PROBLEM DETAILS:
Transcribe the records below exactly as they appear, omitting any pictures.
● ● ● ● ●
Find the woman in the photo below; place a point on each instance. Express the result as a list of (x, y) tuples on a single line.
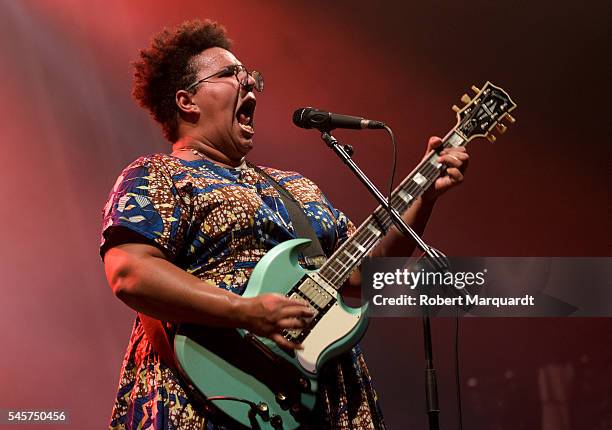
[(183, 231)]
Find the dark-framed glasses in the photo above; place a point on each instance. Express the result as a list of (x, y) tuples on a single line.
[(242, 76)]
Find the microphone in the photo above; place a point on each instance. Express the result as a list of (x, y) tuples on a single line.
[(327, 121)]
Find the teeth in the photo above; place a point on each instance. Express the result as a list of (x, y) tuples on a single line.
[(243, 119), (247, 128)]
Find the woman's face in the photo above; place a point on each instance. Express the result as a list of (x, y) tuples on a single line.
[(226, 108)]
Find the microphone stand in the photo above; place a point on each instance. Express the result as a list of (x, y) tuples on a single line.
[(434, 257)]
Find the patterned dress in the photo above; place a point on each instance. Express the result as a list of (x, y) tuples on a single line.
[(217, 223)]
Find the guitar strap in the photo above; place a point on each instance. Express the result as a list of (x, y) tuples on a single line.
[(313, 253), (313, 256)]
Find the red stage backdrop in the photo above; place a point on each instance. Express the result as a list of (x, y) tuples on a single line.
[(69, 126)]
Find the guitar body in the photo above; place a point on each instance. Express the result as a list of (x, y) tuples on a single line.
[(235, 363)]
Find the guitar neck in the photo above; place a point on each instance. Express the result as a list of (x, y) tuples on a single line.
[(350, 254)]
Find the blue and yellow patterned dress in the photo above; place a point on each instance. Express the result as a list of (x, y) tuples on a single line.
[(217, 223)]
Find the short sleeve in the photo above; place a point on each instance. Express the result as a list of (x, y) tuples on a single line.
[(145, 206)]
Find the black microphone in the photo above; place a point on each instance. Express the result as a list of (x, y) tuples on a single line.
[(326, 121)]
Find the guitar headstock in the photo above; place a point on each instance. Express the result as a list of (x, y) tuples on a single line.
[(484, 112)]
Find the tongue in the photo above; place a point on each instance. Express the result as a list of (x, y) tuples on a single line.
[(243, 119)]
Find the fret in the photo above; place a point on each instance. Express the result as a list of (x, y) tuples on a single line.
[(348, 256)]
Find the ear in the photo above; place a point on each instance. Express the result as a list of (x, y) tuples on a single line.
[(186, 104)]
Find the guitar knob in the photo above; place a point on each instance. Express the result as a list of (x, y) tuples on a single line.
[(276, 422), (264, 412)]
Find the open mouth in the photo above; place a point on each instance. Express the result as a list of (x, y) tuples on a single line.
[(245, 116)]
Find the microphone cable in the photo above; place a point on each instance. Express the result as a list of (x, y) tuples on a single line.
[(457, 371), (388, 129)]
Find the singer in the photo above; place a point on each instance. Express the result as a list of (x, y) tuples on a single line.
[(182, 232)]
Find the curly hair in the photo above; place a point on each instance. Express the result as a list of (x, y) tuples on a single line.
[(166, 67)]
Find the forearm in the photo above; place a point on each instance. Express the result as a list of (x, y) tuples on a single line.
[(395, 244), (156, 287)]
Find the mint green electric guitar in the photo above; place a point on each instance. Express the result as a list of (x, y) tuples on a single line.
[(249, 380)]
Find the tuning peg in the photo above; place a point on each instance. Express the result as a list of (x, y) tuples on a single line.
[(510, 118)]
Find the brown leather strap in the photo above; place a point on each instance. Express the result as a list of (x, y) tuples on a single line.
[(154, 330)]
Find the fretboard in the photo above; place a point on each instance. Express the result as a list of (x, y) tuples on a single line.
[(350, 254)]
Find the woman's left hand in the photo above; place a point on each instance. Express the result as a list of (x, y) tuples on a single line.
[(455, 159)]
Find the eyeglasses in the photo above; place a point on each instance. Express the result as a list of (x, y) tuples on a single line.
[(242, 76)]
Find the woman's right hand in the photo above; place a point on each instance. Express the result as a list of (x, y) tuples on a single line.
[(269, 314)]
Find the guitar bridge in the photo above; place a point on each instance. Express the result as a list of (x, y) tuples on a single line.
[(317, 299)]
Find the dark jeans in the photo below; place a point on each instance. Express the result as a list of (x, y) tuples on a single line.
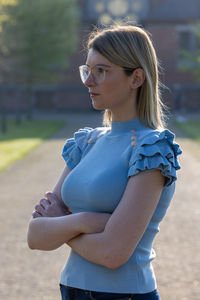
[(69, 293)]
● ● ● ● ●
OUTPUT BELOW:
Find the woman in the photo below; place a point on each instance. Express the result as a list of (x, y) tuples on a single line.
[(183, 231)]
Find the dark-framed glasses in the photo above; place a point on each instance. Express the result as a list of (x, y) tuples on a single line.
[(242, 76)]
Find the microphone in the photo above; place a point on each instance. Express the result as a list of (x, y) tuples on a single line.
[(327, 121)]
Find the teeth in the photo above; place a point on each instance. Express the result as a list of (x, y) tuples on a single line.
[(243, 119), (247, 128)]
Find the woman's face in the photo above; place a point on each instance. Express the result as a list of (x, y) tuples on a single line.
[(226, 108)]
Find the microphone stand in the photo above; place a point on each instance. Express the result as a list of (x, y) tuples on a single line.
[(434, 257)]
Find the patterned dress in the photo above; place a point on each instance. Express the result as a list of (x, y) tuples on a single line.
[(217, 223)]
Find the guitar strap in the photo above; place a point on each instance. Express the result as a list of (x, y) tuples on a single line.
[(313, 253), (313, 256)]
Find the red stage backdrop in the photo above; place a point on each instance. Express the result as a list of (x, y) tuples on a single line.
[(69, 126)]
Find the guitar body in the photo above; place a point on each instance. Express the result as a list of (x, y) tuples on a single line.
[(235, 363)]
Find the guitar neck in the photo above; place a point on each instance. Express the result as a list of (x, y) tuples on a single line.
[(350, 254)]
Find the blue and yellow patterned dress in the photo above; place a point on each instance. Express the result as a list of (x, y) tuples on a single line.
[(217, 223)]
Find the short sleeve in the photo above; place a point on each instance. Express the result as a list of (x, y) tuples on a single line.
[(145, 206)]
Find the black microphone in the photo above; place a point on each instance. Express the result as a list of (x, y) tuples on a single line.
[(326, 121)]
Find the guitar headstock in the photo above; place a point on each instance. Express the result as a list of (x, y) tuples on a single line.
[(484, 112)]
Find the tongue in the photo above; place a point on each instance. Express the result as a list of (x, y) tuples on a single line.
[(243, 119)]
Find the fret in the photo above; place a point on each instance. Express the result as a list of (x, y) tuples on a single line.
[(348, 256)]
Find the ear in the photo above; place a point on each instance. Express the result as a list of (x, y) tuples on a single line.
[(186, 104)]
Find the guitar knob in the photo above; place a point on each instance. Express the result as a list of (x, y) tuples on a single line.
[(276, 422), (264, 412)]
Find the open mouth in the photo above; place a point on each instance. Express the result as a list of (x, y) tuples on a single line.
[(245, 116)]
Find the microphone cable in the photo above; place a point on each instance. Express the result as a list of (x, y) tuples on a single line.
[(457, 371), (388, 129)]
Find the singer in the photo above; place a point on each instance. Express the result as a list of (x, y) tuples on a single line.
[(182, 232)]
Find the curly hair in the photo above; place a point on each instance. Express the result as a list of (x, y) tuples on a single line.
[(166, 67)]
Find the forearm in the photo above; place a point on each instance. Express the result as a list of (x, y) tuples on a single line.
[(395, 244), (156, 287)]
Find the mint green electric guitar in the photo above; place a point on each instance. Express the result as a list of (x, y) tuples on a single line.
[(249, 380)]
Find the tuning peg in the photo above; place a point on each instance. Express the result as a list of (x, y) tuples on a single line.
[(510, 118)]
Find the brown leather strap in the photo above; place a point on each instance. Express the result as a list of (x, y) tuples on a single line.
[(154, 330)]
Find the fretboard in the photo above; place a point on each instance. Express the result as a list of (x, y) tuples on a single line.
[(350, 254)]
Find the woman's left hand in the photo above; place a point on each instance. Express the result as a list of (x, y) tuples on a single line.
[(455, 159)]
Find the eyeglasses in the photo above; place a point on each instance. Express the result as a list of (x, y) tuples on a single line.
[(242, 76)]
Find the woman's right hand in the photo above; place a point on each instance. Express the result as a list of (x, y) tuples on a single line.
[(269, 314)]
Find the guitar bridge in the photo above; place a point on each instance. Express the result as a list of (x, y) tuples on a single line.
[(317, 299)]
Find the dark jeans in the photo below; place a point on each instance. Express the result as a list of (x, y) tuples on a single line.
[(69, 293)]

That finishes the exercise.